═══ Teks Bacaan

Intensitas Kehadiran Hama Intensitas kehadiran 5 famili hama pada tanaman jagung dengan sistem pola tanam monokultur dan tumpangsari selama 10 minggu disajikan pada Gambar 6.
Gambar 6. Intensitas Kehadiran Hama Selama Pengamatan Gambar di atas menjukkan bahwa intensitas kehadiran hama pada tanaman jagung baik pola tanam monokultur ataupun tumpangsari sama, kecuali Spodoptera sp dan Ostrinia sp. Locusta sp merupakan hama dengan intensitas kehadiran tertinggi yaitu sebanyak 8 kali. Tingginya intensitas kehadiran Locusta sp karena serangga ini merupakan hama utama tanaman jagung. Locusta sp dapat memakan daun kelapa, sayuran dan kacang tanah, tetapi spesies ini cenderung memilih makanan yang lebih disukainya. Menurut Adnan (2009) jagung merupakan salah satu tanaman dari kelompok graminae yang paling disukai oleh Locusta sp, pada serangan berat hama ini dapat memakan keseluruhan bagian daun bahkan batang dan tongkol jagung. Intensitas kehadiran yang sama pada pola tanam monokultur dan tumpangsari selanjutnya adalah Aphids sp dengan intensitas kehadiran 4 kali dan Helicoperva sp dengan intensitas kehadiran 1 kali. Sedangkan intensitas kehadiran Spodoptera sp berbeda, dimana pada monokultur
hama ini hadir sebanyak 4 kali dan pada
tumpangsari hadir sebanyak 2 kali. Hal ini diduga karena pada pola mokultur hanya terdapat satu jenis tanaman inang dengan jumlah yang cukup banyak sebagai sumber makananya. Intensitas kehadiran yang berbeda selanjutnnya adalah Ostrinia sp, pada monokultur hama ini hadir sebanyak 3 kali dan pada tumpangsari hadir sebanyak 2 kali. Menurut Nonci (2004) Ostrinia sp merupakan salah satu hama utama tanaman jagung yang perlu diwaspadai keberadaanya karena pada serangan berat larva Ostrinia sp dapat merusak batang, daun, bunga bahkan tongkol muda jagung.

══════
═══ Data Terdaftar

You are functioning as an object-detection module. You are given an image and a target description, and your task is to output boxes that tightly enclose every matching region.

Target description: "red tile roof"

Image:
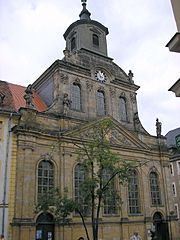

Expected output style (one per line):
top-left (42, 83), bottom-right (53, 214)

top-left (0, 81), bottom-right (47, 112)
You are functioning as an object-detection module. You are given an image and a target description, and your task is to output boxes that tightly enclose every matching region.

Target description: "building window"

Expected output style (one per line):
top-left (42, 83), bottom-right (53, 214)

top-left (92, 34), bottom-right (99, 47)
top-left (177, 161), bottom-right (180, 175)
top-left (169, 163), bottom-right (174, 176)
top-left (172, 183), bottom-right (176, 197)
top-left (38, 160), bottom-right (54, 199)
top-left (71, 83), bottom-right (81, 111)
top-left (0, 121), bottom-right (3, 142)
top-left (97, 91), bottom-right (106, 116)
top-left (102, 169), bottom-right (117, 215)
top-left (128, 171), bottom-right (140, 214)
top-left (119, 97), bottom-right (128, 122)
top-left (74, 163), bottom-right (89, 215)
top-left (174, 203), bottom-right (179, 219)
top-left (71, 37), bottom-right (76, 51)
top-left (150, 172), bottom-right (161, 206)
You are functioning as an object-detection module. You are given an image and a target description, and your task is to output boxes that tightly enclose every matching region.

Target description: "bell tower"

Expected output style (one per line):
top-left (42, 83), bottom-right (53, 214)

top-left (64, 0), bottom-right (108, 56)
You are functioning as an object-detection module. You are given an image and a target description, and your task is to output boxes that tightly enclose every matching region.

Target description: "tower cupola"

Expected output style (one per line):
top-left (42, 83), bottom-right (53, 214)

top-left (64, 0), bottom-right (109, 56)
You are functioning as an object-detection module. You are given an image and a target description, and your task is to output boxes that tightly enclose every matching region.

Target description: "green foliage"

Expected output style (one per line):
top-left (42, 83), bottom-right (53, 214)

top-left (36, 119), bottom-right (135, 240)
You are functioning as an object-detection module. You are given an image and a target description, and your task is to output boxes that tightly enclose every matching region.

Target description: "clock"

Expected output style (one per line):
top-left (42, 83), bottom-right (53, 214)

top-left (95, 70), bottom-right (106, 83)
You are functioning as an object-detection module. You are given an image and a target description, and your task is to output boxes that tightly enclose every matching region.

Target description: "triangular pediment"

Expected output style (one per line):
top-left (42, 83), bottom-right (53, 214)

top-left (63, 117), bottom-right (149, 149)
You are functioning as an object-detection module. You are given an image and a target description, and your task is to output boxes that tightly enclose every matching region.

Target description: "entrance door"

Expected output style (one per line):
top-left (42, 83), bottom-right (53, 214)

top-left (36, 214), bottom-right (54, 240)
top-left (153, 212), bottom-right (169, 240)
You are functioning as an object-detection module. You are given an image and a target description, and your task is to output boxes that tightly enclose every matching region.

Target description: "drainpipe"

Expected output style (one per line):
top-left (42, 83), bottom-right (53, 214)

top-left (2, 113), bottom-right (12, 235)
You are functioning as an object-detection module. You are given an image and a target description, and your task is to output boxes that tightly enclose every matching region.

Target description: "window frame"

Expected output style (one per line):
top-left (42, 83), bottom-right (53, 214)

top-left (169, 163), bottom-right (174, 176)
top-left (102, 169), bottom-right (118, 216)
top-left (149, 171), bottom-right (162, 206)
top-left (128, 170), bottom-right (141, 215)
top-left (70, 36), bottom-right (77, 51)
top-left (37, 159), bottom-right (55, 200)
top-left (92, 33), bottom-right (99, 47)
top-left (96, 90), bottom-right (106, 116)
top-left (71, 82), bottom-right (82, 112)
top-left (172, 182), bottom-right (177, 197)
top-left (119, 96), bottom-right (128, 122)
top-left (74, 163), bottom-right (90, 215)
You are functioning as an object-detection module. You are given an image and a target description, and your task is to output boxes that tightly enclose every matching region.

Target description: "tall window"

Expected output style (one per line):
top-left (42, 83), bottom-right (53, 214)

top-left (102, 169), bottom-right (117, 215)
top-left (0, 121), bottom-right (4, 141)
top-left (119, 97), bottom-right (128, 122)
top-left (74, 164), bottom-right (87, 213)
top-left (71, 37), bottom-right (76, 51)
top-left (92, 34), bottom-right (99, 47)
top-left (71, 83), bottom-right (81, 111)
top-left (172, 182), bottom-right (176, 197)
top-left (150, 172), bottom-right (161, 206)
top-left (128, 171), bottom-right (140, 214)
top-left (38, 160), bottom-right (54, 199)
top-left (97, 91), bottom-right (106, 116)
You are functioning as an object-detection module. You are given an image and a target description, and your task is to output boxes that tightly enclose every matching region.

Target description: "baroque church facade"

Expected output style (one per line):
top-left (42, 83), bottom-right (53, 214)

top-left (0, 1), bottom-right (179, 240)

══════

§ **Soal dan Tugas**:
1/ Salin kembali teks bacaan tentang hama jagung, dimulai dari "Intensitas Kehadiran Hama Intensitas" dan diakhiri dengan "pada Gambar 6.", lalu ganti "10 minggu" dengan "12 minggu".
2/ Lanjutkan teks bacaan tentang intensitas kehadiran hama pada tanaman jagung setelah kalimat terakhirnya.
Daftar di atas adalah bahan tersendiri yang tidak berkaitan dengan teks bacaan.

§ **Pembahasan Soal**:
1/
Intensitas Kehadiran Hama Intensitas kehadiran 5 famili hama pada tanaman jagung dengan sistem pola tanam monokultur dan tumpangsari selama 12 minggu disajikan pada Gambar 6.

2/
Fluktuasi Populasi Hama pada Tanaman Jagung Manis Fluktuasi populasi hama berdasarkan jumlah masing-masing individu hama dari hasil pengamatan selama 10 minggu pada tanaman jagung manis dengan pola tanam monokultur dan tumpangsari, disajikan pada Gambar 7.
Gambar 7. Fluktuasi Populasi Hama Pada Tanaman Jagung Manis dengan Pola Tanam a) Monokultur b) Tumpangsari Gambar 7 di atas menunjukkan bahwa fluktuasi populasi hama hampir sama polanya pada monokultur maupun tumpangsari, kecuali fluktuasi dari Locusta sp. Locusta sp pada monokultur sangat fluktuatif dan selalu lebih tinggi. Hal ini karena populasi tanaman jagung sebagai habitat yang sangat disukai oleh Locusta sp lebih tinggi dibandingkan tumpangsari. Kehadiran Spodoptera sp di tumpangsari yang hanya pada awal pengamatan dan tidak hadir untuk minggu selanjutnya, hal ini diduga karena Spodoptera sp tidak menyukai daun jagung yang keras sehingga memungkinkan hama ini pindah pada tanaman kacang tanah. Menurut Nugroho (2013) bahwa larva Spodoptera sp instar 1 dan 2 memakan seluruh permukaan daun kecuali epidermis permukaan atas tulang daun dan larva isntar 3 sampai 5 memakan seluruh bagian helaian daun muda tetapi tidak memakan tulang daun yang tua. Berbeda halnya pada pertanaman monokultur, Spodoptera sp hadir diawal dan akhir pengamatan kemungkinan karena tidak adanya tanaman inang lain sehingga
hama ini tetap bertahan dengan memakan bagian
tanaman yang ada. Hama Aphids sp mulai hadir sejak minggu ke 7 ketika tanaman jagung manis mulai masuk fase generatif. Kemungkinan hama ini pindah dari pertanaman cabe yang ada disekitar lokasi penelitian dan populasinya tampak meninggi dari yang lainnya karena besarnya kemampuan jenis hama ini untuk melahirkan keturunan baru.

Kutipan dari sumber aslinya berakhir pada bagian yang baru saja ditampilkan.